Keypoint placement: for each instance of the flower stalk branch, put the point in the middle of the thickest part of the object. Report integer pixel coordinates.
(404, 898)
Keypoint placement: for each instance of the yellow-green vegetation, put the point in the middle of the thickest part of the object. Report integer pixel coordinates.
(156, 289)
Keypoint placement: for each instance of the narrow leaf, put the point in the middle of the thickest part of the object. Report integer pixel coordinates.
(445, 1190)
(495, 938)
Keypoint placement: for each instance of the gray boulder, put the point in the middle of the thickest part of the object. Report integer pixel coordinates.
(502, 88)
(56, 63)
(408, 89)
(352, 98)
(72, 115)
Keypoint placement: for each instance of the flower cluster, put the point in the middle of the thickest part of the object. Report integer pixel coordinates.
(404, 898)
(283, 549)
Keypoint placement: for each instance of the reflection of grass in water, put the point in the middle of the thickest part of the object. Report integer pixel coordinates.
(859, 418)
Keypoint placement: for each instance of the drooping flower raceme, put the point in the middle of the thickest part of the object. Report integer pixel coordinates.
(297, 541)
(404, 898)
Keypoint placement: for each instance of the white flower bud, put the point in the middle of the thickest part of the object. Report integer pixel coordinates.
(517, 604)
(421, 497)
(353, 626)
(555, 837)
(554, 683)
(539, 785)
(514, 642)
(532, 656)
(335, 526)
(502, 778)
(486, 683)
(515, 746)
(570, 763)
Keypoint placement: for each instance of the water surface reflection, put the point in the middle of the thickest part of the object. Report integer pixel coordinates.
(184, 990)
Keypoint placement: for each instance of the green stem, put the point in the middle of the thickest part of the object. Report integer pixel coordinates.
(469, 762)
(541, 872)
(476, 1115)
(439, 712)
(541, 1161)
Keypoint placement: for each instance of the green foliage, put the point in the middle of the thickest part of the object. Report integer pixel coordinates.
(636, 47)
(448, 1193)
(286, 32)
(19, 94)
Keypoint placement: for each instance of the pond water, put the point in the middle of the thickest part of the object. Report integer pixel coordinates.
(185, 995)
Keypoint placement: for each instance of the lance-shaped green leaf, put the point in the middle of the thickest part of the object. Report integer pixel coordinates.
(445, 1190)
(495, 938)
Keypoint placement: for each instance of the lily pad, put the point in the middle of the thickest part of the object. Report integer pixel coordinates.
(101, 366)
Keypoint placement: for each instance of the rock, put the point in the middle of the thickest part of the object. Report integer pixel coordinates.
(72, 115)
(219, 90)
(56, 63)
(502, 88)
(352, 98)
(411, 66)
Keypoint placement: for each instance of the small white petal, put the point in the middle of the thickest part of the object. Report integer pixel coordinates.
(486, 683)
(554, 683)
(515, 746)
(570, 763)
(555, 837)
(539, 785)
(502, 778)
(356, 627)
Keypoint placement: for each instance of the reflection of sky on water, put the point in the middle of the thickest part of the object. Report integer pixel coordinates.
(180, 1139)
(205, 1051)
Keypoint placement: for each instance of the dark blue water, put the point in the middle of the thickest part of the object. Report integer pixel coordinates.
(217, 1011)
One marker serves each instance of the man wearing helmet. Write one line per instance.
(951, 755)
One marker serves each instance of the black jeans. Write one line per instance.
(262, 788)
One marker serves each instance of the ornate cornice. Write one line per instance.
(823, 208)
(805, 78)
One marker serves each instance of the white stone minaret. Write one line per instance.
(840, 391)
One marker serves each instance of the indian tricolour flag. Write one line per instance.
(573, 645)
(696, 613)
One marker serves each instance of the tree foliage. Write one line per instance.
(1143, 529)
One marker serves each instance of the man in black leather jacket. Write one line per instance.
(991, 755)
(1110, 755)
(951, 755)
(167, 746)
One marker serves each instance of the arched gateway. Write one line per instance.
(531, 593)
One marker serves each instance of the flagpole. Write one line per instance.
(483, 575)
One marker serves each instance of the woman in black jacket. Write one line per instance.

----------

TASK OBJECTIVE: Reproduce the material above precisely, omitting nothing.

SOLUTION FOR THIS EXERCISE:
Keypoint placement: for each instance of the flower stalk branch, put the point in the middle of the thickest part of the object. Report integer pixel coordinates.
(404, 898)
Keypoint placement: for each instance of the yellow-green vegetation, put the point in the middle of the thickest part of the object. Report integer pixel coordinates.
(156, 289)
Keypoint placement: for each instance of the narrow leaf, put the point in the middle of the thickest part of the object. Report integer pixel coordinates.
(445, 1190)
(495, 938)
Keypoint placement: for each instance of the gray boulder, put the point in the middle of the thickest part of the object. Report integer pixel coordinates.
(502, 88)
(56, 63)
(408, 89)
(352, 98)
(72, 115)
Keypoint placement: for each instance of the flower cluster, put the point in the middle of the thickest part of the object. Report integer pixel coordinates.
(404, 898)
(283, 549)
Keypoint placement: for each instance of the reflection of grass in water, put the point in the middle of the thickest part of the object. Report integer pixel coordinates.
(859, 418)
Keypoint placement: for each instance of the drooping flower raceme, put the point in the middle of the thickest part of the object. Report integer pixel coordinates.
(297, 541)
(404, 898)
Keypoint placement: for each instance of the white flower bud, put the point in the middle of the thickest part of the object. Report integer pixel coordinates.
(517, 604)
(421, 497)
(353, 626)
(555, 837)
(554, 683)
(539, 785)
(514, 642)
(532, 656)
(335, 526)
(502, 778)
(486, 683)
(515, 746)
(570, 763)
Keypoint placement: for each instance of the water surface reflection, put the point in the middle of the thickest part of the object. Report integer pixel coordinates.
(184, 990)
Keypoint placement: for each instance of the green stem, put the point in the middle of the thickest part of the object. Report integer pixel coordinates.
(469, 762)
(541, 872)
(476, 1115)
(439, 712)
(541, 1161)
Keypoint placement: for each instance of the green foliage, put the point in the middle of the thickest part of the object. Report integer pixel coordinates.
(636, 47)
(448, 1193)
(286, 32)
(19, 94)
Keypoint placement: for each instance of the pond water, put the point in the middle of the thickest part of the object. Report integer pixel coordinates.
(185, 995)
Keypoint placement: for each instance of the lance-shaped green leaf, put the point in the middle of the thickest part of the object. Report integer pixel coordinates.
(445, 1190)
(495, 938)
Keypoint placement: for each instance of the lily pad, put the point in the middle of the thickest part of the object. Report integer pixel coordinates.
(101, 366)
Keypoint placement: for each instance of the rock, put the point in the middle of the thickest part of the object. Report integer pixel coordinates.
(72, 115)
(219, 90)
(56, 63)
(502, 88)
(352, 98)
(411, 66)
Keypoint placement: for each instance of the small white petal, put the point in the middle of the thickest part of the object. Report integer pixel coordinates.
(486, 683)
(554, 683)
(515, 746)
(570, 763)
(555, 837)
(539, 785)
(502, 778)
(356, 627)
Keypoint placement: for each instance of the reflection of sky on water, put the point in the middle of the thickest part of the object. Report integer pixel coordinates.
(180, 1139)
(205, 1051)
Keypoint placement: for each instance of the dark blue water, put the point in the middle of the thickest part of the object. Report integer pixel coordinates.
(217, 1011)
One marker serves each instance of the man wearing helmet. Write one line per instance.
(951, 755)
One marker serves each instance of the black jeans. Write one line per instance.
(262, 788)
One marker serves each instance of the ornate cornice. Write one line per instance.
(823, 208)
(805, 78)
One marker serves each instance of the white stone minaret. Write one line per instance.
(840, 391)
One marker serves each instance of the indian tricolour flag. Write one line per instance.
(573, 645)
(696, 613)
One marker serves each instance of the tree foliage. Write one line per instance.
(1143, 529)
One marker serves each instance of the man in black leather jacket. Write one line per instance.
(991, 755)
(1110, 755)
(951, 755)
(167, 746)
One marker serves each instance of the arched gateway. Write one line per instance.
(531, 593)
One marker serves each instance of the flagpole. Write one line per instance.
(483, 575)
One marker serves each instance of the woman in black jacket. Write one line per instance.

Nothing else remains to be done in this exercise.